Pick up the Topincs documentation on importing tables where it stops, and write the next part of it.

_Given text_
^^^^

Warning: The approach described here is unnecessarily complex, because it distributes one task over several classes. Simply use the TableReader
and then import by iterating over the DataRow
array in a POST service. This creates one linear piece of code. Easier to write, easier to read. Subject identification can be controlled with PHP functions.
API reference
This section describes how to import data organized in columns and rows. Topincs currently supports CSV, Excel and Microsoft Access as source formats. We use the term table for the data held in a csv file or Excel file. If you export an Excel sheet into a CSV file, both hold the same table.
Hint: It is possible to create invalid instance data in the topic map. It is the responsibility of the administrator to be aware of this and take care of it.

^^^^

_Image point annotation items_
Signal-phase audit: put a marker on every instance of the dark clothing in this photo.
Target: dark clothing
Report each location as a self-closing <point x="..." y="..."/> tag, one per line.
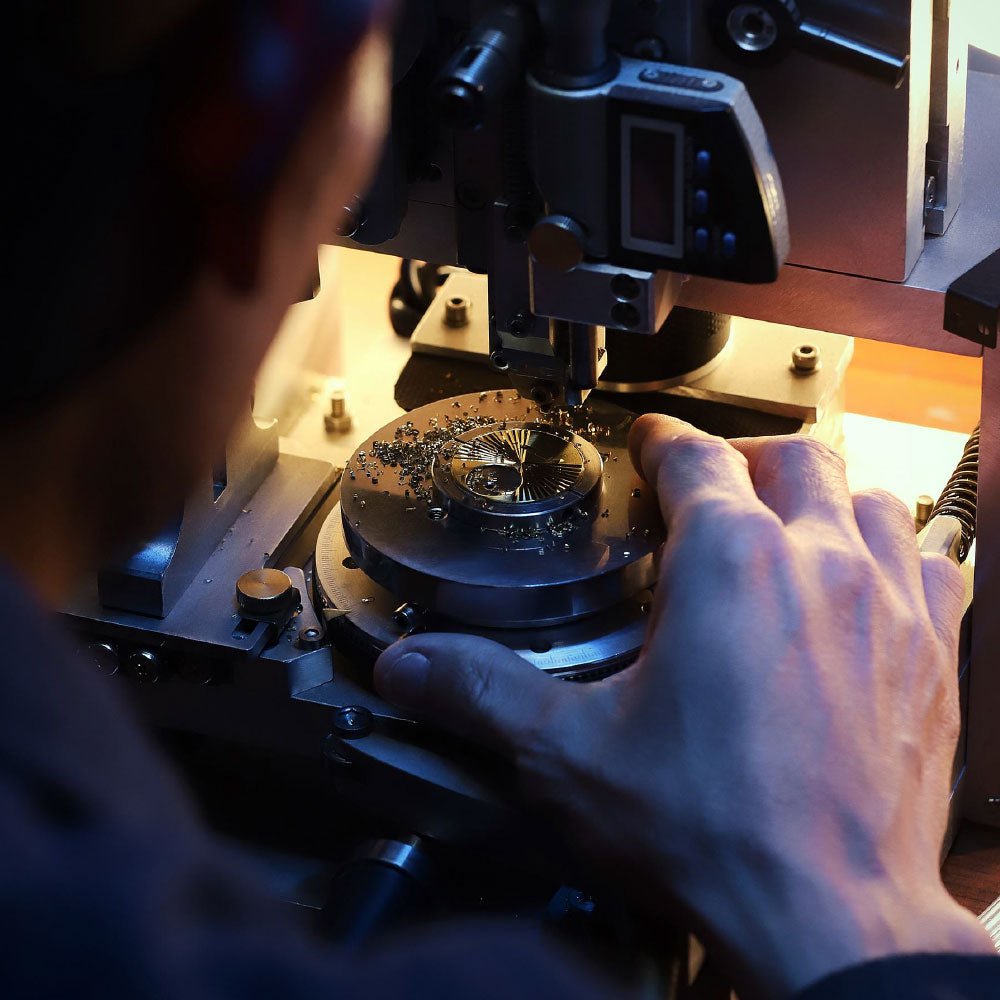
<point x="914" y="977"/>
<point x="110" y="887"/>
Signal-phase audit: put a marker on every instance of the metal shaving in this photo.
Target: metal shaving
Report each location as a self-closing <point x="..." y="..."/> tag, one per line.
<point x="410" y="454"/>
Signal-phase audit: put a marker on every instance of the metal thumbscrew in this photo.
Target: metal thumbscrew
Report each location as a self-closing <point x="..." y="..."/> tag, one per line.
<point x="456" y="311"/>
<point x="338" y="420"/>
<point x="925" y="504"/>
<point x="805" y="359"/>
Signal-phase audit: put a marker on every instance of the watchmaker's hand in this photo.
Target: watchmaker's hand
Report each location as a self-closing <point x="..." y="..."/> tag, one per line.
<point x="778" y="761"/>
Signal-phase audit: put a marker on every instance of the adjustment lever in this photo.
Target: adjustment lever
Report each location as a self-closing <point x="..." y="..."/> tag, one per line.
<point x="760" y="32"/>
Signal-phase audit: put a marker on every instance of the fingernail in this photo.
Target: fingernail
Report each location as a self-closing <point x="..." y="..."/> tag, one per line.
<point x="403" y="679"/>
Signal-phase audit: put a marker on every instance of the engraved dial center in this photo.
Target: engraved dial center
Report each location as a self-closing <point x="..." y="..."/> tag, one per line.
<point x="516" y="464"/>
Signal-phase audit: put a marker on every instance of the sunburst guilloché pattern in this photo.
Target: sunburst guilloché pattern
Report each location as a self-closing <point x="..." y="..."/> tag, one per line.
<point x="548" y="464"/>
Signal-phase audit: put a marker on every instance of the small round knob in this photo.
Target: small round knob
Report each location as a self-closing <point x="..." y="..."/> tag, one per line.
<point x="557" y="242"/>
<point x="145" y="666"/>
<point x="104" y="656"/>
<point x="352" y="218"/>
<point x="265" y="592"/>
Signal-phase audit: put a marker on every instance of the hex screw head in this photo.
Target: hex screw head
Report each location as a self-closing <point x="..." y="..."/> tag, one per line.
<point x="351" y="722"/>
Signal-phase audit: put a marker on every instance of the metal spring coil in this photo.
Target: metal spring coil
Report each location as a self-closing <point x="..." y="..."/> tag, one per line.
<point x="958" y="499"/>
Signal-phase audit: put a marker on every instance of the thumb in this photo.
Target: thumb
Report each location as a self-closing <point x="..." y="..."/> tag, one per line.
<point x="471" y="686"/>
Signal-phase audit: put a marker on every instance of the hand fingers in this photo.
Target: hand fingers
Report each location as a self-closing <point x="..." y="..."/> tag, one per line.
<point x="800" y="479"/>
<point x="944" y="588"/>
<point x="471" y="686"/>
<point x="688" y="467"/>
<point x="886" y="525"/>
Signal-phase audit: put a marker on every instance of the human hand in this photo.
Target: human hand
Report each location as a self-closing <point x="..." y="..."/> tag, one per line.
<point x="777" y="762"/>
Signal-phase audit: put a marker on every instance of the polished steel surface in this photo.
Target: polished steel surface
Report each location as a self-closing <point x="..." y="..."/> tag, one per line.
<point x="579" y="552"/>
<point x="363" y="620"/>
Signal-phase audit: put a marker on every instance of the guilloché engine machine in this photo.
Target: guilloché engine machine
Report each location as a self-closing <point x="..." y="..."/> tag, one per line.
<point x="596" y="203"/>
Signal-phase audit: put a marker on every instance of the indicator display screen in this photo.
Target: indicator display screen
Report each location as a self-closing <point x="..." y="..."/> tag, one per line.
<point x="652" y="182"/>
<point x="652" y="185"/>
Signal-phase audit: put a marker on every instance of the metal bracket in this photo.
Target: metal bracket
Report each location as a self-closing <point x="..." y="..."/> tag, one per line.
<point x="972" y="303"/>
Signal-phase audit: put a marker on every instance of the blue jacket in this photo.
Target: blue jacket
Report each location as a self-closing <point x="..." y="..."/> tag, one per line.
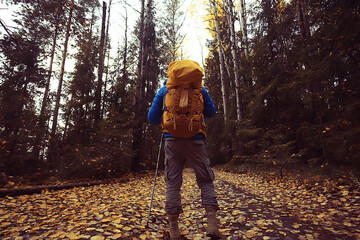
<point x="156" y="111"/>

^^^^

_Answer for the task_
We consider a table to be composed of named columns and rows holding statements about any number of subjects. We do not make any assumptions on how the statements about one subject are distributed over the table(s). In most cases statements on one subject are within one row, but sometimes they are distributed over more than one row. When the data comes from one relational database system, statements on one subject are usually distributed over more than one table (otherwise there would be no need for foreign keys).
Experience has shown that the most common use case is a table held in an excel sheet. We make the following helpful distinction:
Primary subjects are generally easier to identify than secondary subjects. Many times they come with an usuable identifier. In end user administered data secondary subjects are many times referred to by their name in natural language. In data that stems from other computational systems most subjects have some sort of strong identification. Primary subjects share a resemblance with movement data (high frequency, little to no referrals), while secondary subjects are similar to master data (low frequency, many referrals).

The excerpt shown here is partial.